Problem: Copy every line, leaving nothing out and adding nothing.

[START]

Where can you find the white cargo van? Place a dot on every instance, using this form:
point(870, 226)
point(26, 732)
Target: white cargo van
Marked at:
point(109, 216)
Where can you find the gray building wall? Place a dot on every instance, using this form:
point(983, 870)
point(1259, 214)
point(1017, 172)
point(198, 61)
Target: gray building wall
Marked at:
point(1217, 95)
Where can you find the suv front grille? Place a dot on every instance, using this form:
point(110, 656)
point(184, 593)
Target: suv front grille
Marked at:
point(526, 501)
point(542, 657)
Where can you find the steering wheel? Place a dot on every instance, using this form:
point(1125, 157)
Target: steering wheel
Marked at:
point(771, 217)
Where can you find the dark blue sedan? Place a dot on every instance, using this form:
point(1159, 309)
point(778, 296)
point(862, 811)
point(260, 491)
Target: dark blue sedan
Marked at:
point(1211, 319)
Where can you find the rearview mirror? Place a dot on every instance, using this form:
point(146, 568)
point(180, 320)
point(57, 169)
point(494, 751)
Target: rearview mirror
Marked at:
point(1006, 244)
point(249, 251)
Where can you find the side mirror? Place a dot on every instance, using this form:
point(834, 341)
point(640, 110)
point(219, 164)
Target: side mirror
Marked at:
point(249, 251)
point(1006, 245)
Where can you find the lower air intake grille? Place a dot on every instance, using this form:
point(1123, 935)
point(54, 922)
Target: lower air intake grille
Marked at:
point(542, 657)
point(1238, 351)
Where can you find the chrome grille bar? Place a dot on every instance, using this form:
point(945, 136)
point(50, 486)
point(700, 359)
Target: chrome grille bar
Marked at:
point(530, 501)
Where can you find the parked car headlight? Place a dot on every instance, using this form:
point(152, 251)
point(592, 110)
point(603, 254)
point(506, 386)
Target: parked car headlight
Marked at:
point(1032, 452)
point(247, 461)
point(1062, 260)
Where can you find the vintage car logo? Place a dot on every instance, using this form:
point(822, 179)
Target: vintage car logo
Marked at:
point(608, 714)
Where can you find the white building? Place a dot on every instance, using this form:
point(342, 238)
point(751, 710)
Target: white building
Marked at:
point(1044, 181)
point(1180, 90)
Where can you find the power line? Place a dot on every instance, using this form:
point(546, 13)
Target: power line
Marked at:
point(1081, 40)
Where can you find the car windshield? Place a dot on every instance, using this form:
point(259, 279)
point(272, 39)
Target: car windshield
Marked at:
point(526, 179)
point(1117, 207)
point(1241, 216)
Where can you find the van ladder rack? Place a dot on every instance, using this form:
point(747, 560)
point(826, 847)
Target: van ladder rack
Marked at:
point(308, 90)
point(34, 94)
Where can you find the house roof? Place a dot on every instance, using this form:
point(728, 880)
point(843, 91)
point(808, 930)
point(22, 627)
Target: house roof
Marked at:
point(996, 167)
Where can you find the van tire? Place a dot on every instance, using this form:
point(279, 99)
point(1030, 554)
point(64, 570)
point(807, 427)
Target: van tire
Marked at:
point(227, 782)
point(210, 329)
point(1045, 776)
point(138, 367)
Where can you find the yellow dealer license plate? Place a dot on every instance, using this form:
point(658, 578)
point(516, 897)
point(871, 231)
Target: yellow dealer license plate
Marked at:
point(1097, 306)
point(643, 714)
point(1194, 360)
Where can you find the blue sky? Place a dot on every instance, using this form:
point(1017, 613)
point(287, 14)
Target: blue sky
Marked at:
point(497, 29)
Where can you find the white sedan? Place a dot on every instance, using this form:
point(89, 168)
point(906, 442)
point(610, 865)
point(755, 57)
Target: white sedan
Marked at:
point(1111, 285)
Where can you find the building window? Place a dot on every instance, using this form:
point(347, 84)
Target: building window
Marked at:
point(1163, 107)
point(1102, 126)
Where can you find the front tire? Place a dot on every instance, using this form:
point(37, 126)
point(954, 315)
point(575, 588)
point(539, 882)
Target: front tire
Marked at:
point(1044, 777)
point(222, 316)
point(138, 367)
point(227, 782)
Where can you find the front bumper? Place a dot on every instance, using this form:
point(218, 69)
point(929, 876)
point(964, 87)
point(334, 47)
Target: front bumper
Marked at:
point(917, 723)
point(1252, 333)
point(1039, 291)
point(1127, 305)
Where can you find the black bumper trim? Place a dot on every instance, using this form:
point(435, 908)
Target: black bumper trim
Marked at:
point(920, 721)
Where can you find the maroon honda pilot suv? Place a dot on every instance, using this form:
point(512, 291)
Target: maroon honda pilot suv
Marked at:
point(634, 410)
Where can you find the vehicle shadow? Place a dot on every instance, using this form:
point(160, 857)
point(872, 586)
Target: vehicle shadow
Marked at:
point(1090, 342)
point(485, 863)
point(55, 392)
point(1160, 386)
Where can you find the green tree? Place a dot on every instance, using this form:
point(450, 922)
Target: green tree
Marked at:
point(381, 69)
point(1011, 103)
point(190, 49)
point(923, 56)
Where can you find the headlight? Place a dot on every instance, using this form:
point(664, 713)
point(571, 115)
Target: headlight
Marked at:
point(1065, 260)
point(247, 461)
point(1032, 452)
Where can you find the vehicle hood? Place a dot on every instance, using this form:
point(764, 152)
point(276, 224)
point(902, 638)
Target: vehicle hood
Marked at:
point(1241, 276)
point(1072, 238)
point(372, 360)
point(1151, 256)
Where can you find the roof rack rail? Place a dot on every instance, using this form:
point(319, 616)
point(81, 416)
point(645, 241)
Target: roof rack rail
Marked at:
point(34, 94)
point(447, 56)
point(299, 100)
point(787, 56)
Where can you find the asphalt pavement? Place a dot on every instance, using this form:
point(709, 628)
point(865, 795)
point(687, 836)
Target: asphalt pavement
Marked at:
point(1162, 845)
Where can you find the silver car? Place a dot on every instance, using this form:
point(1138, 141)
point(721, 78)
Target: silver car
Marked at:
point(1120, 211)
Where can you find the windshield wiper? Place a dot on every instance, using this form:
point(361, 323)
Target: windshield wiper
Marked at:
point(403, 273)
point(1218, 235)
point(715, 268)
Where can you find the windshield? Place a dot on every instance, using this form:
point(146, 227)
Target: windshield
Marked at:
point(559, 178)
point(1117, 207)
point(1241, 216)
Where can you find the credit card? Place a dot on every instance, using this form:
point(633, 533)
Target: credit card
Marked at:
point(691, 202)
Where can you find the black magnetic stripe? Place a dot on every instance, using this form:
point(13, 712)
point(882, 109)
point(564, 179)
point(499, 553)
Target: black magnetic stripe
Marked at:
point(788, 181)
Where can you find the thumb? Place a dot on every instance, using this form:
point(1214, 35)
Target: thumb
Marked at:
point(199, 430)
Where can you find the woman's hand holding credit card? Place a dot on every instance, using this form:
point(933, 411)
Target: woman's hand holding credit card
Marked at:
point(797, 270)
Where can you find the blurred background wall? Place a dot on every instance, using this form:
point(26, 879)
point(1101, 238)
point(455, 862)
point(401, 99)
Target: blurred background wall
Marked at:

[END]

Correct answer:
Where can you find the white cargo van? Place a dot on every instance, using this form:
point(870, 226)
point(26, 732)
Target: white cargo van
Marked at:
point(109, 216)
Where can you find the gray building wall? Place a dot on every instance, using this form:
point(983, 870)
point(1259, 214)
point(1017, 172)
point(198, 61)
Target: gray building wall
Marked at:
point(1217, 95)
Where can you find the suv front grille? Place a dot on every instance, using this form:
point(110, 656)
point(184, 593)
Target: suv front grille
Marked at:
point(526, 501)
point(542, 657)
Where can you find the steering wheel? Place a dot on every instance, using this form:
point(1125, 157)
Target: steering wheel
Marked at:
point(771, 217)
Where can you find the dark blue sedan? Place a dot on every instance, using this form:
point(1159, 309)
point(778, 296)
point(862, 811)
point(260, 491)
Target: dark blue sedan
Marked at:
point(1211, 319)
Where can you find the rearview mirror? Place a dot on every instance, using this form:
point(146, 568)
point(180, 320)
point(57, 169)
point(494, 751)
Target: rearview mirror
Marked at:
point(1006, 244)
point(249, 251)
Where can you find the side mirror? Place a dot on every instance, using this form:
point(834, 341)
point(640, 110)
point(219, 164)
Target: side mirror
Marked at:
point(249, 251)
point(1006, 245)
Where can you find the lower air intake grille? Place a dot on every instance, using this form:
point(1123, 935)
point(54, 922)
Target: lower air intake grille
Marked at:
point(542, 657)
point(1238, 351)
Where can you find the chrome grille bar? Place a dot on every instance, using this form:
point(945, 136)
point(50, 486)
point(700, 359)
Target: chrome grille bar
Marked at:
point(530, 501)
Where can you find the parked car headlight? Place a dot on every instance, using this form:
point(152, 251)
point(592, 110)
point(603, 254)
point(506, 386)
Target: parked car headlight
Marked at:
point(1032, 452)
point(247, 461)
point(1062, 260)
Where can you find the vintage car logo? Place a dot on every instance, using this form:
point(822, 179)
Target: vintage car logo
Marked at:
point(608, 714)
Where can you find the white building? Place a dot on every instance, using this form:
point(342, 238)
point(751, 710)
Target: white building
Marked at:
point(1044, 181)
point(1180, 90)
Where can you find the power line? Place a dot on every instance, using this form:
point(546, 13)
Target: power line
Marked at:
point(1081, 40)
Where can you find the car windshield? Place a dot on every instance, using this form:
point(259, 279)
point(272, 39)
Target: car windshield
Marked at:
point(526, 179)
point(1117, 207)
point(1241, 216)
Where can you find the van ladder rack? Place a dot on every instance, using this form:
point(747, 560)
point(826, 847)
Target: van ladder rack
Marked at:
point(308, 90)
point(34, 94)
Where can you find the house roof? Place a dot on every instance, using this form:
point(728, 880)
point(843, 91)
point(808, 930)
point(22, 627)
Target: house roof
Marked at:
point(996, 167)
Where can you find the van tire? Place a dot on every instance, using this form:
point(279, 99)
point(1030, 554)
point(64, 570)
point(807, 427)
Target: van tire
Marked at:
point(227, 782)
point(210, 329)
point(1045, 776)
point(138, 367)
Where can you find the yellow dealer license plate? Place a dot on every instance, using this form:
point(658, 578)
point(516, 897)
point(871, 231)
Target: yellow dealer license plate
Marked at:
point(1097, 306)
point(643, 714)
point(1194, 360)
Where can you find the blue sky? Place a dot on every instance, using this form:
point(1017, 613)
point(287, 14)
Target: blue sky
Marked at:
point(497, 29)
Where can you find the white sedan? Place a dot on every instance, using this form:
point(89, 168)
point(906, 442)
point(610, 865)
point(755, 57)
Target: white sedan
Marked at:
point(1111, 285)
Where can you find the building window? Place a dot on every instance, using this form:
point(347, 84)
Target: building window
Marked at:
point(1163, 107)
point(1102, 126)
Where can you find the front tire? Place a dot on every instance, using this form:
point(37, 126)
point(954, 315)
point(575, 588)
point(539, 882)
Target: front tire
Marked at:
point(1044, 777)
point(222, 316)
point(138, 367)
point(227, 782)
Where can you find the front bumper? Place a dot on every instance, using this form:
point(218, 69)
point(929, 876)
point(964, 87)
point(334, 47)
Target: front bumper
Marked at:
point(917, 723)
point(1252, 333)
point(1039, 291)
point(1127, 305)
Where can you find the black bumper trim? Place a dot on every instance, using this form:
point(435, 908)
Target: black bumper trim
Marked at:
point(920, 721)
Where can you find the maroon honda pilot suv? Place a dot on every instance, using this form:
point(512, 291)
Target: maroon honda pilot suv
Marked at:
point(634, 410)
Where can you find the vehicle shadow? Place a dot on every instance, using this form:
point(160, 857)
point(872, 586)
Target: vehicle shadow
Marked at:
point(1090, 342)
point(485, 863)
point(55, 392)
point(1160, 386)
Where can you find the green tree? Place a dot on every instance, using this form:
point(450, 922)
Target: green tree
Marked at:
point(381, 69)
point(1011, 103)
point(190, 49)
point(923, 56)
Where can you find the headlight? Place a dot on every instance, using this form:
point(664, 713)
point(571, 115)
Target: headlight
Marked at:
point(1065, 260)
point(247, 461)
point(1032, 452)
Where can you find the vehicle hood? Place a dot on every instance, using this form:
point(764, 152)
point(276, 224)
point(902, 638)
Target: vehicle hood
Marked at:
point(1241, 276)
point(1072, 238)
point(372, 360)
point(1151, 256)
Where can you find the roof rack rail? Place a dot on every instance, using this form:
point(319, 616)
point(81, 416)
point(645, 241)
Target: roof rack rail
Marked at:
point(34, 94)
point(447, 56)
point(299, 100)
point(787, 56)
Where can you find the asphalt pavement? Place a dot on every instance, using this form:
point(709, 628)
point(865, 795)
point(687, 836)
Target: asphalt pavement
Marked at:
point(1162, 845)
Where can you find the silver car? Place a dot on every instance, using this form:
point(1138, 141)
point(721, 78)
Target: silver car
Marked at:
point(1120, 211)
Where can you find the windshield wiper? Place a dot on every instance, using this form:
point(361, 323)
Target: windshield wiper
Marked at:
point(403, 273)
point(1218, 235)
point(715, 268)
Where can you find the windshield? Place a dot on every instance, using this form:
point(146, 227)
Target: windshield
Marked at:
point(559, 178)
point(1117, 207)
point(1241, 216)
Where can you find the credit card? Place a dot on every instance, using this form:
point(633, 533)
Target: credit card
Marked at:
point(691, 202)
Where can you find the black magnetic stripe? Place a dot on every instance, using this form:
point(13, 712)
point(882, 109)
point(564, 179)
point(499, 553)
Target: black magnetic stripe
Marked at:
point(788, 181)
Where can you find the thumb? Place a dot on every instance, using this form:
point(1214, 35)
Target: thumb
Marked at:
point(199, 430)
Where can you find the woman's hand holding credit card? Place a dot on every instance, using this form:
point(933, 411)
Target: woman's hand holding credit card
Marked at:
point(797, 270)
Where can you find the blurred background wall? Place a dot on every instance, using this form:
point(26, 879)
point(1101, 238)
point(455, 862)
point(401, 99)
Target: blurred background wall
Marked at:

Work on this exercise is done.